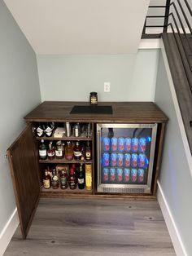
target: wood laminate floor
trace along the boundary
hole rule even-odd
[[[41,199],[5,256],[176,255],[157,201]]]

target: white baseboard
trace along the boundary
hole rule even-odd
[[[2,232],[0,233],[0,255],[3,255],[9,242],[11,240],[18,225],[19,217],[17,214],[17,208],[15,209]]]
[[[178,229],[172,215],[171,210],[164,196],[161,186],[158,183],[157,201],[160,205],[162,214],[164,215],[169,235],[172,239],[176,254],[178,256],[187,256],[185,249],[180,236]]]

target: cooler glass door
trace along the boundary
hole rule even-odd
[[[97,192],[151,193],[157,124],[97,124]]]

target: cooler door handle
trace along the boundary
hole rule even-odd
[[[97,183],[98,186],[101,183],[101,177],[100,177],[100,170],[101,170],[101,166],[100,166],[100,160],[101,158],[101,132],[100,130],[97,131],[97,159],[98,159],[98,174],[97,174]]]

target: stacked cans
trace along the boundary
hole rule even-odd
[[[103,181],[104,183],[143,183],[148,168],[146,139],[104,137],[103,140]]]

• • • • • • •

=== Task to carry out ===
Reproduce all of the entries above verbatim, omitting the pictures.

=== Output for this exercise ===
target: wood laminate floor
trace along the boundary
hole rule even-odd
[[[41,199],[5,256],[176,255],[157,201]]]

target: white baseboard
trace along the boundary
hole rule even-odd
[[[2,232],[0,233],[0,255],[3,255],[9,242],[11,240],[18,225],[19,217],[17,214],[17,208],[15,209]]]
[[[178,229],[172,215],[171,210],[164,196],[161,186],[158,183],[157,201],[160,205],[162,214],[164,215],[169,235],[172,239],[176,254],[178,256],[187,256],[185,249],[180,236]]]

target: cooler glass door
trace along the boundary
hole rule even-odd
[[[97,192],[151,193],[157,124],[97,124]]]

target: cooler door handle
trace along the boundary
hole rule even-odd
[[[97,183],[98,186],[101,183],[101,177],[100,177],[100,170],[101,170],[101,166],[100,166],[100,160],[101,158],[101,132],[100,130],[97,131],[97,159],[98,159],[98,174],[97,174]]]

target: stacked cans
trace along the boundary
hole rule even-odd
[[[103,181],[104,183],[143,183],[148,168],[146,139],[104,137],[103,140]]]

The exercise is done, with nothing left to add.